▶ **Exercise objective**
Give the listing again, word for word.

▶ **Source records**
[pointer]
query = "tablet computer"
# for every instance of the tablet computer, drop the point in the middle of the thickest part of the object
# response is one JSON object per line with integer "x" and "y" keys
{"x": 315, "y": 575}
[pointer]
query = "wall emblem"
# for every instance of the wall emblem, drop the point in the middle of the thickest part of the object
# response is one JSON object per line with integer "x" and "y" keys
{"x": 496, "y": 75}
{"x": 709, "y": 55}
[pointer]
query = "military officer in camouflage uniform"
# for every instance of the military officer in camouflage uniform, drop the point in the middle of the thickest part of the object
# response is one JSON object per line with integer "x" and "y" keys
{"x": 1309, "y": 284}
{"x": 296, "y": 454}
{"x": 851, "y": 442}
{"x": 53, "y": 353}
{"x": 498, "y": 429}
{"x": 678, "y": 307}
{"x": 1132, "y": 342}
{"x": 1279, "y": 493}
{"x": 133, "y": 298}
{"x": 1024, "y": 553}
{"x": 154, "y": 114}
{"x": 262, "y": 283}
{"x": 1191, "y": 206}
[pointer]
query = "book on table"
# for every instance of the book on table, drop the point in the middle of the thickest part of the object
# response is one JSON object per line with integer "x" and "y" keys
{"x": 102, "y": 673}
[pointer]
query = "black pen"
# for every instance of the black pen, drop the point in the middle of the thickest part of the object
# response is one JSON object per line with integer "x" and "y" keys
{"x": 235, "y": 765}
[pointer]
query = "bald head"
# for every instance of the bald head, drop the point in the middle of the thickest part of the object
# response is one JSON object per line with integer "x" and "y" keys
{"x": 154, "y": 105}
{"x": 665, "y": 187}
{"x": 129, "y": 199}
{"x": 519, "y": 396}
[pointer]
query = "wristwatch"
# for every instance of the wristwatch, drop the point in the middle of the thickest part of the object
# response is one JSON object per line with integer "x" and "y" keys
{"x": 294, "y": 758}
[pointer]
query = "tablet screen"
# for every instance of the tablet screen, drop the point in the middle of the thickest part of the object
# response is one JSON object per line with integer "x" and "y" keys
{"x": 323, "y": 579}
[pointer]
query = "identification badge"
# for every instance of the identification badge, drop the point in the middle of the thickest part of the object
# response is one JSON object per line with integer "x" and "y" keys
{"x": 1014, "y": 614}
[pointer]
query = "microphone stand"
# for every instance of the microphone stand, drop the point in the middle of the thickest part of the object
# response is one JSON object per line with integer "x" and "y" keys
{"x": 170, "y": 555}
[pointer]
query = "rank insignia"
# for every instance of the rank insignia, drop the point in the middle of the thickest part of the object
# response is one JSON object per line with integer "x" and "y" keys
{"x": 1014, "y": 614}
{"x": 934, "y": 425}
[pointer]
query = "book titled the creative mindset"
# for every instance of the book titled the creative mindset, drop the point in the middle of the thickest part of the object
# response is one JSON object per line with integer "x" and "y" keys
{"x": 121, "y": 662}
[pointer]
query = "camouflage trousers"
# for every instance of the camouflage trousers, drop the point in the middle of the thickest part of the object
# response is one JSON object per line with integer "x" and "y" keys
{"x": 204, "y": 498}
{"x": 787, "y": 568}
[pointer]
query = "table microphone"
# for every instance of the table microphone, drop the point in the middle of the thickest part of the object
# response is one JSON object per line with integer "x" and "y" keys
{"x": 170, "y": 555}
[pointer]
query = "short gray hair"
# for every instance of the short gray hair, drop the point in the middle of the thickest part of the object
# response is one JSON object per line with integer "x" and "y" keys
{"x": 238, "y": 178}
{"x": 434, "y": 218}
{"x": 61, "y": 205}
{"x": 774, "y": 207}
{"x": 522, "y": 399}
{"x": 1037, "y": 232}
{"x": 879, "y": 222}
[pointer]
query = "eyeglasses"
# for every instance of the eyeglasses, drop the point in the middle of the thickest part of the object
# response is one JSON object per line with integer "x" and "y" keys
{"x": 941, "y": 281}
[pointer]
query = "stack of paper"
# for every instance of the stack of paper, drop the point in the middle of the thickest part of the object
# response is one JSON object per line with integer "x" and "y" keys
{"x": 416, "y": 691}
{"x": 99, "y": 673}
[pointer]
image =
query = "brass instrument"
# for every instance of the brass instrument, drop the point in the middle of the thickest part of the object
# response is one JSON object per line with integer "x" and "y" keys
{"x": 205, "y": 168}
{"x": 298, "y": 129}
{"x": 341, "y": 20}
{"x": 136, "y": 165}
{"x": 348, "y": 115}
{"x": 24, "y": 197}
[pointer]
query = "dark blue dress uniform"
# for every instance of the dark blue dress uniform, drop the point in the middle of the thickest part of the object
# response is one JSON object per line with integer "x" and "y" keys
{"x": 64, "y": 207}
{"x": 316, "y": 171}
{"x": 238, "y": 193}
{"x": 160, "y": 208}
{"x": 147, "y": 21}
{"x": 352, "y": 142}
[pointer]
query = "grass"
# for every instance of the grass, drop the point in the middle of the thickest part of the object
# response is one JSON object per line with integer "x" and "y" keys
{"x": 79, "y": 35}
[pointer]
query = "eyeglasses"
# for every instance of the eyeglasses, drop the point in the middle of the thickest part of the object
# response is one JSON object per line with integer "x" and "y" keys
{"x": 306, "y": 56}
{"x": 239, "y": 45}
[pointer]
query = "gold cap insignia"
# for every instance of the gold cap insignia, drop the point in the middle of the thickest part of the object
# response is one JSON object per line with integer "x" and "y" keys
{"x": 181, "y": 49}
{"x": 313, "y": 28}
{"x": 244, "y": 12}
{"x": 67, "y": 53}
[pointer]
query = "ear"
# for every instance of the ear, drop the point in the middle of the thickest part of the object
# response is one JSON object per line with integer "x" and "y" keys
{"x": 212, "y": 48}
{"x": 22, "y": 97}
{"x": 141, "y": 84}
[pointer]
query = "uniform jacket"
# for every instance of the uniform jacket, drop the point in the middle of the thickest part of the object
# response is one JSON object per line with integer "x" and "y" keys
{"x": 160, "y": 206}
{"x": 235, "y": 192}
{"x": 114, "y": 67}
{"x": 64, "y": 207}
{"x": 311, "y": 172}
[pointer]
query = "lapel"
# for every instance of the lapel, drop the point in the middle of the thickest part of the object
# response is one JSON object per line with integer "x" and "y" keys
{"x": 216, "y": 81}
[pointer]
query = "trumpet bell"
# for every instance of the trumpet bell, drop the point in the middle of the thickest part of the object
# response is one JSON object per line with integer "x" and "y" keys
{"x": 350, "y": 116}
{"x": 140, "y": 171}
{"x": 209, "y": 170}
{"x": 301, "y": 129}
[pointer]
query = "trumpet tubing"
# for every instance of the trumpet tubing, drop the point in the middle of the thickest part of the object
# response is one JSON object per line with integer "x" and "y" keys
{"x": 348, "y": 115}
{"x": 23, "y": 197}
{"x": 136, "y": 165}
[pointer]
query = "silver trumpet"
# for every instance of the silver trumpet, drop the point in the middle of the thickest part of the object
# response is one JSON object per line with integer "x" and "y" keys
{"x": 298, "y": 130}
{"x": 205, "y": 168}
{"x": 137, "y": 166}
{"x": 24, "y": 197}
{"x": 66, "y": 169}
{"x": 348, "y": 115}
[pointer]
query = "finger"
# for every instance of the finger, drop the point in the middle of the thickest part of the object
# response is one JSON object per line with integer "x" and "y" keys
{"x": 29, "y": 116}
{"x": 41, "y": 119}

▶ **Result of this task**
[pointer]
query = "tablet computer"
# for every instance of the tablet computer, drop the point in the middle of the thickest part of the object
# response is one JSON object per line with integer "x" and "y" keys
{"x": 315, "y": 575}
[pointer]
query = "wall emblem"
# for every instance of the wall emblem, drop the point in the middle of the thickest part of the object
# response is one JSON object per line with integer "x" and "y" keys
{"x": 496, "y": 75}
{"x": 709, "y": 55}
[pointer]
query = "military officer in camouflage uniform"
# for every instance of the military officer in camouflage uniform, drop the point in the middle of the thickest part of the object
# response is one JSON object per line with integer "x" and "y" keys
{"x": 1309, "y": 284}
{"x": 296, "y": 454}
{"x": 851, "y": 442}
{"x": 53, "y": 353}
{"x": 498, "y": 429}
{"x": 678, "y": 307}
{"x": 1132, "y": 342}
{"x": 1279, "y": 493}
{"x": 133, "y": 298}
{"x": 1024, "y": 553}
{"x": 154, "y": 114}
{"x": 262, "y": 283}
{"x": 1191, "y": 206}
[pointer]
query = "book on table"
# for every instance of the book on table, drop the point in the middle of the thickest part of the object
# response is one JSON object per line with integer "x" and "y" keys
{"x": 102, "y": 673}
[pointer]
query = "black pen"
# for every instance of the black pen, drop the point in the middle of the thickest part of the object
# response is one JSON object per line with integer "x" and "y" keys
{"x": 235, "y": 765}
[pointer]
query = "bald head"
# for every instance of the bald head, drop the point in the middle of the thickest part of the object
# response is one JSON object per line with integer "x" and "y" keys
{"x": 154, "y": 105}
{"x": 665, "y": 187}
{"x": 129, "y": 199}
{"x": 519, "y": 396}
[pointer]
query = "wristwatch"
# for every instance of the wristwatch, drop the point in the middle of the thickest part of the object
# response is one JSON object per line with integer "x" and "y" keys
{"x": 294, "y": 758}
[pointer]
query = "tablet screen"
# for every instance of the tablet screen, drop the point in the middle of the thickest part of the object
# response is one JSON object per line with integer "x" and "y" keys
{"x": 323, "y": 579}
[pointer]
query = "identification badge"
# for every instance of the identification badge, drop the point in the middle of the thickest part of the object
# response is one JSON object per line with integer "x" and "y" keys
{"x": 1014, "y": 614}
[pointer]
query = "microphone stand"
# for every instance of the microphone stand, drop the point in the middle of the thickest part of the object
# response is one JSON object per line with integer "x" and "y" keys
{"x": 170, "y": 555}
[pointer]
query = "rank insignia"
# for every instance of the rank insignia, drop the point in the middle of the thickest part of the object
# response is one JSON object per line with integer "x" and "y" keys
{"x": 1014, "y": 614}
{"x": 934, "y": 425}
[pointer]
query = "book titled the creative mindset"
# for every instance of the book titled the creative mindset, drop the point in the middle of the thickest part of the object
# response is one JSON object per line with integer "x" and "y" keys
{"x": 121, "y": 662}
[pointer]
query = "camouflage trousers"
# for every instance of the camouflage trousers, drop the point in the middle of the thickest part of the object
# response is one JSON object per line with integer "x" and "y" keys
{"x": 204, "y": 498}
{"x": 787, "y": 568}
[pointer]
query = "table microphone"
# for every instance of the table microphone, drop the point in the middle of the thickest part of the object
# response is one JSON object per line with integer "x" and "y" keys
{"x": 170, "y": 555}
[pointer]
query = "short gray hair"
# for every instance of the short gray hair, drop the point in the middle of the thickest part of the object
# response is one JSON object per line with integer "x" and "y" keys
{"x": 238, "y": 178}
{"x": 434, "y": 218}
{"x": 61, "y": 205}
{"x": 774, "y": 207}
{"x": 522, "y": 399}
{"x": 1037, "y": 232}
{"x": 879, "y": 222}
[pointer]
query = "eyeglasses"
# for every instance of the eyeglasses, drop the point in the middle of the thickest part of the object
# response is one JSON object per line with integer "x" and "y" keys
{"x": 941, "y": 281}
[pointer]
query = "stack of paper"
# for every instance of the stack of paper, drop the point in the middle of the thickest part of the object
# response is one JSON object per line with integer "x" and "y" keys
{"x": 416, "y": 691}
{"x": 99, "y": 673}
[pointer]
image =
query = "brass instrument"
# for every instance of the brass instrument, drop the point in the middle of the thickest part of the object
# response is one JSON object per line with integer "x" and "y" keys
{"x": 205, "y": 168}
{"x": 298, "y": 129}
{"x": 341, "y": 20}
{"x": 136, "y": 165}
{"x": 348, "y": 115}
{"x": 24, "y": 197}
[pointer]
query = "dark blue dress uniform"
# for every instance of the dark blue dress uniform, drop the point in the middle of the thickest part of the object
# response is one JSON object per line with integer "x" and "y" keys
{"x": 64, "y": 207}
{"x": 316, "y": 171}
{"x": 238, "y": 193}
{"x": 160, "y": 208}
{"x": 147, "y": 21}
{"x": 352, "y": 142}
[pointer]
query = "grass"
# for every instance of the grass, drop the point in the middle of the thickest part of the object
# response is one JSON object per line with integer "x" and "y" keys
{"x": 79, "y": 35}
[pointer]
query = "eyeglasses"
# for every instance of the eyeglasses, drop the point in the middle of the thickest part of the object
# response is one JSON object per line with integer "x" and "y" keys
{"x": 306, "y": 56}
{"x": 239, "y": 45}
[pointer]
query = "gold cap insignia"
# for every instance of the gold cap insignia, drop the point in the middle of the thickest part of the object
# response is one JSON object per line with integer "x" and "y" keys
{"x": 181, "y": 49}
{"x": 313, "y": 28}
{"x": 244, "y": 12}
{"x": 67, "y": 53}
[pointer]
query = "ear"
# for every instance of the ear, drop the point in the middle of the thickest part of the object
# response is one JSON object per line with integer "x" and "y" keys
{"x": 212, "y": 48}
{"x": 22, "y": 97}
{"x": 141, "y": 84}
[pointer]
query = "uniform jacket"
# for every instance of the uniform jacket, drop the point in the middle of the thickest part of the object
# response is one JSON object per line with integer "x" and "y" keys
{"x": 160, "y": 206}
{"x": 235, "y": 192}
{"x": 114, "y": 67}
{"x": 64, "y": 207}
{"x": 311, "y": 172}
[pointer]
query = "lapel"
# for every instance of the lapel, drop the point in the middle of the thickest part of the object
# response is one JSON object per line with integer "x" and "y" keys
{"x": 216, "y": 81}
[pointer]
query = "trumpet bell"
# for every instance of the trumpet bell, drop the point in the middle of the thickest part of the object
# response is one JSON object per line with integer "x" and "y" keys
{"x": 350, "y": 116}
{"x": 140, "y": 171}
{"x": 209, "y": 170}
{"x": 301, "y": 129}
[pointer]
query = "trumpet tubing"
# for every instance of the trumpet tubing, drop the point in the middle of the thickest part of the object
# response is one JSON object per line with integer "x" and "y" keys
{"x": 348, "y": 115}
{"x": 23, "y": 197}
{"x": 136, "y": 165}
[pointer]
query = "silver trumpet"
# for every instance of the silver trumpet, drop the point in the middle of the thickest part of the object
# response is one JSON object per line with integer "x" and "y" keys
{"x": 298, "y": 130}
{"x": 205, "y": 168}
{"x": 137, "y": 166}
{"x": 24, "y": 197}
{"x": 66, "y": 169}
{"x": 348, "y": 115}
[pointer]
query = "finger"
# for every instance of the finger, drop the point in the middle of the thickest part of the object
# response is one JSON object per line with integer "x" and "y" keys
{"x": 29, "y": 116}
{"x": 41, "y": 119}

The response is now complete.